**DATA SUPPLIED:**
[BEGIN]

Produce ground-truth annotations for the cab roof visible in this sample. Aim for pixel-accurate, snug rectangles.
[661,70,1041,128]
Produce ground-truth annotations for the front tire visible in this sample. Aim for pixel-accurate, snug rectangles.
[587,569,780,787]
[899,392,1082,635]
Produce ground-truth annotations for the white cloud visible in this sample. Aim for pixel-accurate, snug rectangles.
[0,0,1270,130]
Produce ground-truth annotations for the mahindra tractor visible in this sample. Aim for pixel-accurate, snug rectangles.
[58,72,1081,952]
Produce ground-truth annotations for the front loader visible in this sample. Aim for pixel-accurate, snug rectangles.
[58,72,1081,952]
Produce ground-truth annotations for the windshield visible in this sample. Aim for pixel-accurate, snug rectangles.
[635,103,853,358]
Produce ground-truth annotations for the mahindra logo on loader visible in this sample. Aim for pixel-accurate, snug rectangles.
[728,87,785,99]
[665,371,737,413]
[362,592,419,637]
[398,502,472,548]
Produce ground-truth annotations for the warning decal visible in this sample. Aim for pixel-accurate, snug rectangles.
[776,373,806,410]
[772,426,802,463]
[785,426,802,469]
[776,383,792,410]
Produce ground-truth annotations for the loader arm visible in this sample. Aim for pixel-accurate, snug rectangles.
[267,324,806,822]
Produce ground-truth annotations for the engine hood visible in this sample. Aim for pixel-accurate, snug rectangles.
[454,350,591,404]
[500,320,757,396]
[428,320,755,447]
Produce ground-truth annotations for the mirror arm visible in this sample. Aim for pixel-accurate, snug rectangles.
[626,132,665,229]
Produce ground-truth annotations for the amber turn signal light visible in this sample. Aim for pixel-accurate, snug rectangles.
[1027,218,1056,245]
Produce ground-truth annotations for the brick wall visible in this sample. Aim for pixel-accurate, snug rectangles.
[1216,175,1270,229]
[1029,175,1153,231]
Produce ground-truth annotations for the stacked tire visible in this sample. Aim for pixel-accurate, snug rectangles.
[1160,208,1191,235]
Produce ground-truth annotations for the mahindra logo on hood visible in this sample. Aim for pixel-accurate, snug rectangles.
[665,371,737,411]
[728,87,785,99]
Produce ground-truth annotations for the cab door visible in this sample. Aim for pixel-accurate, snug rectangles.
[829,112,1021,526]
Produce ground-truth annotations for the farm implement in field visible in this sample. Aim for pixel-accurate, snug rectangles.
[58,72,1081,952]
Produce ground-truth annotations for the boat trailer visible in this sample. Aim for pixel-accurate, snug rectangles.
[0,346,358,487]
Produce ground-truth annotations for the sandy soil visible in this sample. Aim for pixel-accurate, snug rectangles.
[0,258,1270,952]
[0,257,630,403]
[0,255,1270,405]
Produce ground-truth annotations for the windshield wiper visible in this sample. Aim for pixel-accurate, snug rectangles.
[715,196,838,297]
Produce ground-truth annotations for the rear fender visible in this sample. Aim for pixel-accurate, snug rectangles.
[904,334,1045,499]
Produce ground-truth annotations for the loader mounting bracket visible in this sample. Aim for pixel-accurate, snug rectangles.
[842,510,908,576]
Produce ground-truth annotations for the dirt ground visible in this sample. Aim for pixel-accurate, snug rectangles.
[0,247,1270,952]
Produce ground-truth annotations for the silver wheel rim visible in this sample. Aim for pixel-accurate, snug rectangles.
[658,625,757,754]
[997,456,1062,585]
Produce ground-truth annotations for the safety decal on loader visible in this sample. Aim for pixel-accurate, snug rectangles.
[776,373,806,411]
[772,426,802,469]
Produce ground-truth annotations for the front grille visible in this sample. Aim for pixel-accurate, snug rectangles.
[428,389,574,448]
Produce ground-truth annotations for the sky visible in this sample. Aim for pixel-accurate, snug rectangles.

[END]

**WHAT YOU SHOULD DO:** In the listing above, change "dirt ground" to "muddy ground" and write out everything from the line containing "Produce ground-truth annotations for the loader mounting" down to the line containing "[772,426,802,469]", leaving all else unchanged.

**EXERCISE RESPONSE:**
Produce ground-truth annotations for the loader mounting bracket visible in this sample. Aim for pixel-accurate, snug rectangles.
[842,510,908,576]
Produce ground-truth annotations for the muddy ground visible in this sample. Aim for pixel-accurate, snug rectangles.
[0,247,1270,952]
Produce ground-truth annotations for the silver wheel rim visible in this sample. Aim for pixel-accurate, snug rectangles.
[658,625,757,754]
[997,456,1062,585]
Produce ground-truth annotations for the safety decal on loader visible in this sample. Aim for pixel-accurate, snug rectangles.
[776,373,806,411]
[772,426,802,469]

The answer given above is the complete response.